Objective >>
Answer these questions from the comment about fgrep below.
(a) What is the -f option for?
(b) What two reasons does the comment give for explicitly using fgrep or `grep -F`?
(c) Which of those two reasons does the comment call always valid?

Document passage >>
BEGIN

Hacker News new | past | comments | ask | show | jobs | submit login

There are a few things to clear up here. Namely, fgrep (equivalent to grep -F) is orthogonal to -f. fgrep/`grep -F` is for "fixed string" search, where as -f is for reading multiple patterns from a file. So `fgrep -f file` means "do a simple literal (non-regexp) search for each string in `file`."

There are two possible reasons why one might want to explicitly use fgrep/`grep -F`: 1) to avoid needing to escape a string that otherwise contains special regex characters and 2) because it permits the search tool to avoid the regexp engine entirely.

(1) is always a valid reason and is actually quite useful because escaping regexes can be a bother. But whether (2) is valid or not depends on whether your search tool is smart enough to recognize a simple literal search and automatically avoid the regex engine. Another layer to this is, of course, whether the regex engine itself is smart enough to handle this case for you automatically. Whether these optimizations are actually applied or not is difficult for a casual user to know. I don't actually know of any tool that doesn't optimize the simplest case (when no special regex features are required and it's just a simple literal search), so it seems to me that one should never use fgrep/`grep -F` for performance reasons alone.

END

Listing >>
BEGIN

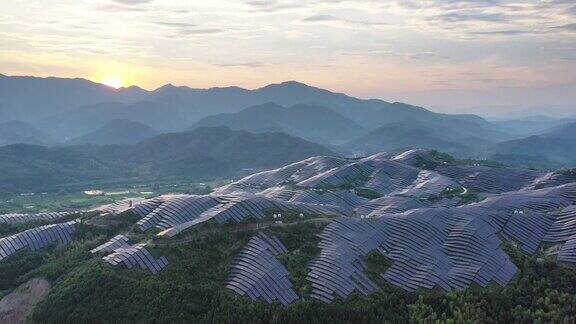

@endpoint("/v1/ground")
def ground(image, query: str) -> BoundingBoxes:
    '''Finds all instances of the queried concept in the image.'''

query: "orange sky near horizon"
[0,0,576,115]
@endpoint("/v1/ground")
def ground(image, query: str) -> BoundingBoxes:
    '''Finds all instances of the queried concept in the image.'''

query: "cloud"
[554,23,576,32]
[113,0,154,6]
[215,61,265,68]
[302,15,388,27]
[154,21,227,36]
[436,11,506,23]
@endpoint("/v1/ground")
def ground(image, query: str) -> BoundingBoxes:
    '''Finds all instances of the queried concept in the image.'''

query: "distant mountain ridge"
[0,77,512,149]
[192,102,364,144]
[70,119,158,145]
[0,121,52,146]
[487,123,576,167]
[339,123,473,156]
[0,127,336,192]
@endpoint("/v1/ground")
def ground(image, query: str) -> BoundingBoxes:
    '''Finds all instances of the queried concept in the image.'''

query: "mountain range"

END

Correct result >>
(a) It reads multiple patterns from a file.
(b) First, it avoids having to escape a string that contains special regex characters. Second, it lets the search tool avoid the regexp engine entirely.
(c) The first reason, avoiding the need to escape special regex characters, is always valid.